Travail à faire:
1. Recopiez à l'identique le passage de l'extrait sur la dette de l'État qui commence par « En d'autres termes, il » et se termine par « d'intérêts. ».
2. Reprenez l'extrait sur la dette de l'État après sa dernière phrase et poursuivez-en la rédaction.

Extrait choisi:
____
En d'autres termes, il doit choisir un taux
d'intérêt assez élevé pour retenir l'attention des
prêteurs d'une part, et d'autre part, ce taux ne doit pas être trop
élevé pour ne pas favoriser la classe qui prête et qui en
bénéficie. Or, lorsque le taux d'intérêt servi est
trop élevé, il constitue une charge assez lourde pour le budget
de l'Etat. Cette charge peut empêcher celui-ci d'atteindre ses objectifs,
ce d'autant plus que la dette de l'Etat se fait par affectation spéciale
des recettes306. A cet effet et dans le but d'alléger le
service de la dette, l'Etat peut procéder lorsque les conditions du
marché le lui permettent, à la suppression de certains
privilèges financiers. Généralement, l'Etat attend qu'il y
ait abondance des titres sur le marché ce qui favorise la chute des taux
d'intérêts.
D'un autre côté, l'Etat peut par anticipation se
préserver de certains effets du service de la dette, par la technique de
l'indexation. Cette technique « dans une conjoncture
inflationniste génératrice d'évaluation de la monnaie, car
la dévaluation ou dépréciation monétaire si elle
est bénéfique pour l'Etat qui voit le service de la dette
diminuer ne l'est pas en revanche pour les investisseurs qui sont payés
en monnaie dépréciée »307.
____
Relevés de placement des points:
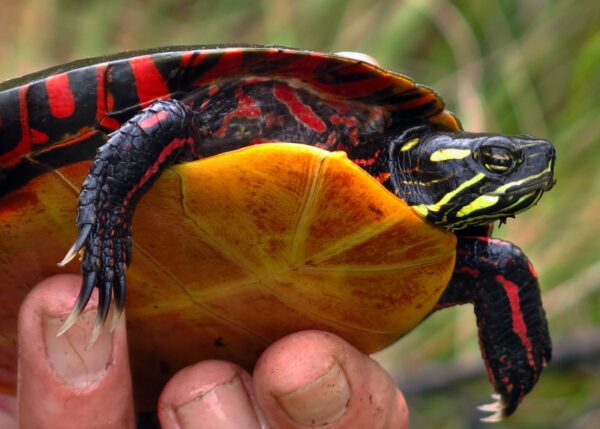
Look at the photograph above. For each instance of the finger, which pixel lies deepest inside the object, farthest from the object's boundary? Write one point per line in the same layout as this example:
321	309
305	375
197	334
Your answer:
210	394
60	384
315	378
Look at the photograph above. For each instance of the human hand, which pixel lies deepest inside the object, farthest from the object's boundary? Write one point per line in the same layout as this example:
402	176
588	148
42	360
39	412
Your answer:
306	379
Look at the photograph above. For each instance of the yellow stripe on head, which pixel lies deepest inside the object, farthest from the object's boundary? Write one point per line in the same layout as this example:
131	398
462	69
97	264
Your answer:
479	203
409	144
449	154
436	207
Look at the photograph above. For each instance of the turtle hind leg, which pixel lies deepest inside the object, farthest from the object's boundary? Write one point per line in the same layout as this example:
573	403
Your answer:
498	279
124	168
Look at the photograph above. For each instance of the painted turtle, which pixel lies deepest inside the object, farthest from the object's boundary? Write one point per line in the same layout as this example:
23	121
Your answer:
137	113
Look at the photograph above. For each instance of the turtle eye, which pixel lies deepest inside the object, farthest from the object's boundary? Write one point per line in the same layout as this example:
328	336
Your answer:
497	159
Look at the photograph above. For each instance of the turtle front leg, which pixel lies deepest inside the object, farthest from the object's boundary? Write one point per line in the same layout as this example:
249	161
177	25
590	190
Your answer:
499	280
124	168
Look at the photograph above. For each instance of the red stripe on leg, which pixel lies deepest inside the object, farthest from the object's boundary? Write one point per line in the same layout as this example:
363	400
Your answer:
518	323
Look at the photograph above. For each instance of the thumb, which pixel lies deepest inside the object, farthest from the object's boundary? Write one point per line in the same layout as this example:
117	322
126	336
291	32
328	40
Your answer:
315	378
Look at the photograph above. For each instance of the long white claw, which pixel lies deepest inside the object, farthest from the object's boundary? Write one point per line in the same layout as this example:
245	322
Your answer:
95	334
490	408
73	316
495	407
360	57
494	418
83	234
115	319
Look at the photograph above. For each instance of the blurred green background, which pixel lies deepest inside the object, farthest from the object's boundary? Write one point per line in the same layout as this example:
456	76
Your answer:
509	66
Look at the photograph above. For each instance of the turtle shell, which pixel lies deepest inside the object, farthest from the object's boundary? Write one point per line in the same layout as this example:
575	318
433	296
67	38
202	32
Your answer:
279	238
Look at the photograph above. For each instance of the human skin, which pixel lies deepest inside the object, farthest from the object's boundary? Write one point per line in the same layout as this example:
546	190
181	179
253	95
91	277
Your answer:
307	379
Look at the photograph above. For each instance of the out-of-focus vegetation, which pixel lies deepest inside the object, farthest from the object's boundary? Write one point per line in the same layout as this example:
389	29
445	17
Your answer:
503	65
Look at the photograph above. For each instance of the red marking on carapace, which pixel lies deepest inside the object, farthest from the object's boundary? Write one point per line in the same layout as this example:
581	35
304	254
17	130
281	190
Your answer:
353	137
213	90
101	101
302	112
532	269
246	108
186	57
153	169
473	272
39	137
149	82
348	121
110	102
518	322
23	147
60	96
153	120
367	162
229	63
382	177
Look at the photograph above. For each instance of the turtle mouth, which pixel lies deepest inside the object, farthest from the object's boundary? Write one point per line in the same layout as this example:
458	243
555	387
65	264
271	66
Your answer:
507	201
540	185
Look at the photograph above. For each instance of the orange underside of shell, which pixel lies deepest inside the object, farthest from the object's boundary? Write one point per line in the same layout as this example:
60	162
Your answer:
235	251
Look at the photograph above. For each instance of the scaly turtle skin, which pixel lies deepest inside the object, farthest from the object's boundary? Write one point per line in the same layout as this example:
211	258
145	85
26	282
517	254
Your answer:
148	110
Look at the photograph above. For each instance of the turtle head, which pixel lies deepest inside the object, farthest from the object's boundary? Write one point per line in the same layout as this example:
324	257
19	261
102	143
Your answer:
458	179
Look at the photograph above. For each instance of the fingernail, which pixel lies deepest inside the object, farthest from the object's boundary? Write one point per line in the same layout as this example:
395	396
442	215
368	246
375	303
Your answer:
320	402
68	356
226	406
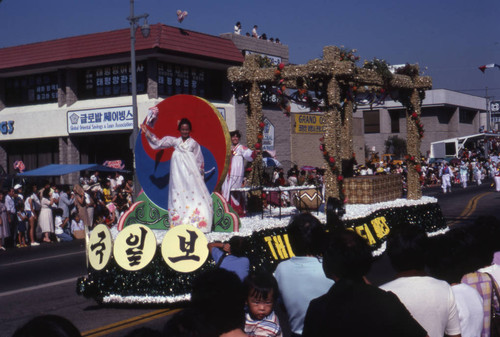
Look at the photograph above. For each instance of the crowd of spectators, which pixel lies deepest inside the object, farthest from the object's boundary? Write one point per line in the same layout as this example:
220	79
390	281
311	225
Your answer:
255	34
29	215
443	287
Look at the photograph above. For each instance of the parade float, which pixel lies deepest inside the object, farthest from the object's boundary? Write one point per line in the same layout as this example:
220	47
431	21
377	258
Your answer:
147	260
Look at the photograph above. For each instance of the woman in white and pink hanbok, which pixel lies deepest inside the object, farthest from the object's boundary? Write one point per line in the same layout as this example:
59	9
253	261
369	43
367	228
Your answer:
189	201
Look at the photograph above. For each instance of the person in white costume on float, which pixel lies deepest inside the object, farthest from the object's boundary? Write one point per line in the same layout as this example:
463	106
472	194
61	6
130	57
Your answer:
189	201
236	172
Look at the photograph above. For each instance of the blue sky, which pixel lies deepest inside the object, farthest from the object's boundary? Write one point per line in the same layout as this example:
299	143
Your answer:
450	39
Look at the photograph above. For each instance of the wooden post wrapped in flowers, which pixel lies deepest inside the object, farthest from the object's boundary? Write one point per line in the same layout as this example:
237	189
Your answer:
337	80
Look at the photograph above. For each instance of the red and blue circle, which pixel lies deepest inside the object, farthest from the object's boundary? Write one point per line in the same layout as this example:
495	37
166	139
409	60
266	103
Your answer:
208	128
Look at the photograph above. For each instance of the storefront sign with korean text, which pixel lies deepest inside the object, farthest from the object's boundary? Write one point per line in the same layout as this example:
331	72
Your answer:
100	120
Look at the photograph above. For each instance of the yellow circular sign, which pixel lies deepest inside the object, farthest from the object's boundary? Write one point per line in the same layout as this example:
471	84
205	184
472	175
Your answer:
135	247
99	247
184	248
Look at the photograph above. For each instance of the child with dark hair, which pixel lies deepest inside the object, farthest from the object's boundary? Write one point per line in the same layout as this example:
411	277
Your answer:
231	255
446	254
262	291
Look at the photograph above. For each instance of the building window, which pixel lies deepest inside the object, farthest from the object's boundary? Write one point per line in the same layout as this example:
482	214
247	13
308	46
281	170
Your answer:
110	81
33	89
394	114
466	116
372	121
33	153
176	79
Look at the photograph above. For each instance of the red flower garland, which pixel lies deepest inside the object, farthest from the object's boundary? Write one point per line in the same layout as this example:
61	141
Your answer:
420	127
260	136
284	103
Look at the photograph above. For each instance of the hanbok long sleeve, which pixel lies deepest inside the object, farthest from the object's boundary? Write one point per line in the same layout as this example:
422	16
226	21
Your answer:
189	201
234	178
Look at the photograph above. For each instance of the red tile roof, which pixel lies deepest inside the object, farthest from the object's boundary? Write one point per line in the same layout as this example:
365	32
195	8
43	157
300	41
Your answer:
114	42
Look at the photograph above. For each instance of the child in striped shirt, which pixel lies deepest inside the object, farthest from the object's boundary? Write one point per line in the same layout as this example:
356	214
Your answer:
260	319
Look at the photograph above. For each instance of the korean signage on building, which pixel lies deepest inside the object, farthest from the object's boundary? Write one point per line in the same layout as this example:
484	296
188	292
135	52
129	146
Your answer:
100	120
307	123
495	111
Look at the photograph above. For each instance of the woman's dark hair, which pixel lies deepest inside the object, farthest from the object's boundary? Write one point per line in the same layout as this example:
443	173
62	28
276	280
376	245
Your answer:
235	133
260	284
407	248
445	257
348	256
46	193
186	122
48	325
219	296
307	235
238	246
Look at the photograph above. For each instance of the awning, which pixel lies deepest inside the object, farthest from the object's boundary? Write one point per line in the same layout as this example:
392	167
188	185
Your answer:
62	169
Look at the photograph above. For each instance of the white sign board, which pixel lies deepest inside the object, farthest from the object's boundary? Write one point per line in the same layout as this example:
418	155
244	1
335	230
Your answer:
100	120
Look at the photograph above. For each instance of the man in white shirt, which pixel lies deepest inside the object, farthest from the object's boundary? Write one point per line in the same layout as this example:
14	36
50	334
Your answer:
430	301
10	204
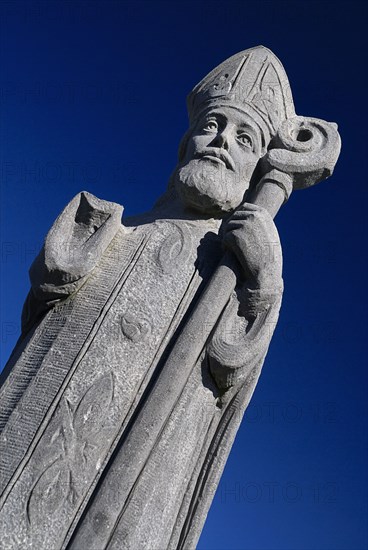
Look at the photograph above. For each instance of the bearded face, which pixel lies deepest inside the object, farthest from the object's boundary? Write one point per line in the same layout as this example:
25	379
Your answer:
219	161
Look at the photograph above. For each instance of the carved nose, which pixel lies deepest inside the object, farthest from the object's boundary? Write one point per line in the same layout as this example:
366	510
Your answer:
221	141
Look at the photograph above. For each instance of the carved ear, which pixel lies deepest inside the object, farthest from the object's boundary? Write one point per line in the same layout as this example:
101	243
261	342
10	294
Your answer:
304	148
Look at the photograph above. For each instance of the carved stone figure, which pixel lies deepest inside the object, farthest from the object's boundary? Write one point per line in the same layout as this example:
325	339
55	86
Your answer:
142	342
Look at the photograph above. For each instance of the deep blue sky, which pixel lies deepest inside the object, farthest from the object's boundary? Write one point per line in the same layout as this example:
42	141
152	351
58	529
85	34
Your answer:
93	97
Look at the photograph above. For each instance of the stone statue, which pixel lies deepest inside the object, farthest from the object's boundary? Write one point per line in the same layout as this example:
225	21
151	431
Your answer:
142	342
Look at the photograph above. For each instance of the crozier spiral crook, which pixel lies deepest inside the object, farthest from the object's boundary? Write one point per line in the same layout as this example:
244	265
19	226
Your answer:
305	148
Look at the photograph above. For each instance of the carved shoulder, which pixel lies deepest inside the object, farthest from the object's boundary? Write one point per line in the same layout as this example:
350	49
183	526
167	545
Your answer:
74	245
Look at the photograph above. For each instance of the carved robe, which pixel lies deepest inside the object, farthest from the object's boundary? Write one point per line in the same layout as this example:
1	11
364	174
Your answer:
106	305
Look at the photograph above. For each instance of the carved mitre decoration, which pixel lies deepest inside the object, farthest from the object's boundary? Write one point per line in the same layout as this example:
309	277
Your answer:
301	150
253	81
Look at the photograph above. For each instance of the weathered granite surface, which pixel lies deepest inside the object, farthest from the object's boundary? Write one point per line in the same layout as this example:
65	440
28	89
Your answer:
142	342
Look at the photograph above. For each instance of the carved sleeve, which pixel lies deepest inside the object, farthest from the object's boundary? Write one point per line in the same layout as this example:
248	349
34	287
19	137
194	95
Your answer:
72	249
243	334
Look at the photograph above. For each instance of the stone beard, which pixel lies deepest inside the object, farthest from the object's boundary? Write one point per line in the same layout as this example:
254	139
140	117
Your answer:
218	160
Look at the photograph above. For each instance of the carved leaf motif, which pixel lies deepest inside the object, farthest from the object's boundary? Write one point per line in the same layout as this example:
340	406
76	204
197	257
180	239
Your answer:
49	492
94	407
176	249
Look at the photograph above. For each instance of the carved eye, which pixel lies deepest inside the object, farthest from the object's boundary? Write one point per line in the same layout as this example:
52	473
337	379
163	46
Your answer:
245	139
210	126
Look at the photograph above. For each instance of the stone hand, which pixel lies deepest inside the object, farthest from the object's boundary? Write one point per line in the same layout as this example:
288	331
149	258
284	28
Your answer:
252	236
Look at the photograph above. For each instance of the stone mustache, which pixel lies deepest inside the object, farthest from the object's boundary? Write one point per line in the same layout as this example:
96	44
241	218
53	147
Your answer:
142	342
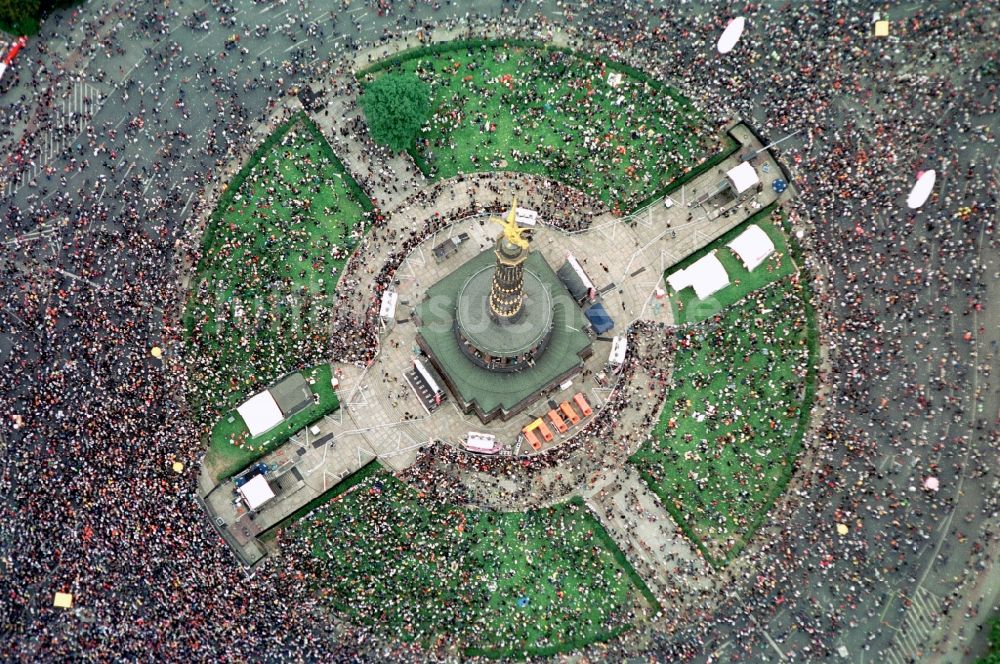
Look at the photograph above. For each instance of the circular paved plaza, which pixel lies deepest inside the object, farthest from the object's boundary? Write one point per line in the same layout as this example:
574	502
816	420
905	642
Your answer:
759	421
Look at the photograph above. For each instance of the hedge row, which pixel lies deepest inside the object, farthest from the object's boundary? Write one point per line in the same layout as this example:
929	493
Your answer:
568	646
338	489
732	146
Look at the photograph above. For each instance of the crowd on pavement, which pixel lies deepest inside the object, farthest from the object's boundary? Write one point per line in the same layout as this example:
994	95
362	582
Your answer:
90	504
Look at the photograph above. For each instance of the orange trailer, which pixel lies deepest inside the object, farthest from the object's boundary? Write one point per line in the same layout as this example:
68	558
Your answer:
569	412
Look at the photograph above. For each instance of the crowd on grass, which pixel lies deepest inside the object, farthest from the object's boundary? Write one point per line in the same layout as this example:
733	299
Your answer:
728	435
92	422
263	295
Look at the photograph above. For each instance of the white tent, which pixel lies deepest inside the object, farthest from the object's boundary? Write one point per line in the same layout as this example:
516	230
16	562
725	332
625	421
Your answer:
679	280
481	442
921	190
256	492
526	217
743	177
753	246
260	412
618	347
707	276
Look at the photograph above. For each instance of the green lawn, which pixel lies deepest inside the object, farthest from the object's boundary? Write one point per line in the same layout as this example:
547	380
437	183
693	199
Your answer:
230	446
262	298
688	308
422	571
551	112
733	420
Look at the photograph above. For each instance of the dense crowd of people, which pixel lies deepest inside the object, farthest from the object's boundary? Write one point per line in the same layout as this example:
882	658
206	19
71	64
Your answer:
92	422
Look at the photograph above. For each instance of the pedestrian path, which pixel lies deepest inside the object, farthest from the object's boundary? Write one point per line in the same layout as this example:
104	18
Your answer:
646	534
72	115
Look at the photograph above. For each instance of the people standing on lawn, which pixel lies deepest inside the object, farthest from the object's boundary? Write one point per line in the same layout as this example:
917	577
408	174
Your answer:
93	422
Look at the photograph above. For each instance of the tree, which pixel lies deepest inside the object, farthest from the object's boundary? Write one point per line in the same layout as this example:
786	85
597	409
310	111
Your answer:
396	107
____
Réponses dans l'ordre:
1.
En d'autres termes, il doit choisir un taux
d'intérêt assez élevé pour retenir l'attention des
prêteurs d'une part, et d'autre part, ce taux ne doit pas être trop
élevé pour ne pas favoriser la classe qui prête et qui en
bénéficie. Or, lorsque le taux d'intérêt servi est
trop élevé, il constitue une charge assez lourde pour le budget
de l'Etat. Cette charge peut empêcher celui-ci d'atteindre ses objectifs,
ce d'autant plus que la dette de l'Etat se fait par affectation spéciale
des recettes306. A cet effet et dans le but d'alléger le
service de la dette, l'Etat peut procéder lorsque les conditions du
marché le lui permettent, à la suppression de certains
privilèges financiers. Généralement, l'Etat attend qu'il y
ait abondance des titres sur le marché ce qui favorise la chute des taux
d'intérêts.

2.
La dévaluation du Franc Cfa intervenue en 1994, a produit de tels
effets308. L'indexation peut donc se faire sur une devise
étrangère pour limiter la fuite des capitaux à
l'étranger, sur l'or pour encourager les spéculations sur une
dévaluation ou sur certains produits. L'allègement du service de
la dette peut également passer par la suppression de certains avantages
non financiers.
306 Projet de loi portant loi de finances pour l'année
2013, op.cit.
Art. 15 du 85/1176 du 28 août 1985 créant et
organisant la CAA, op.cit. 307MUZELLEC (R), Finances
publiques, op.cit. P. 423
308Pour mieux comprendre les effets de la
dévaluation sur le service de la DPI au Cameroun, voir M. KAME BA BILLA
(T. U), « dette publique et investissement privé :
effet d'éviction versus effet de levier »,
Université de YAOUNDE II- mémoire DEA-PTCI, 2008.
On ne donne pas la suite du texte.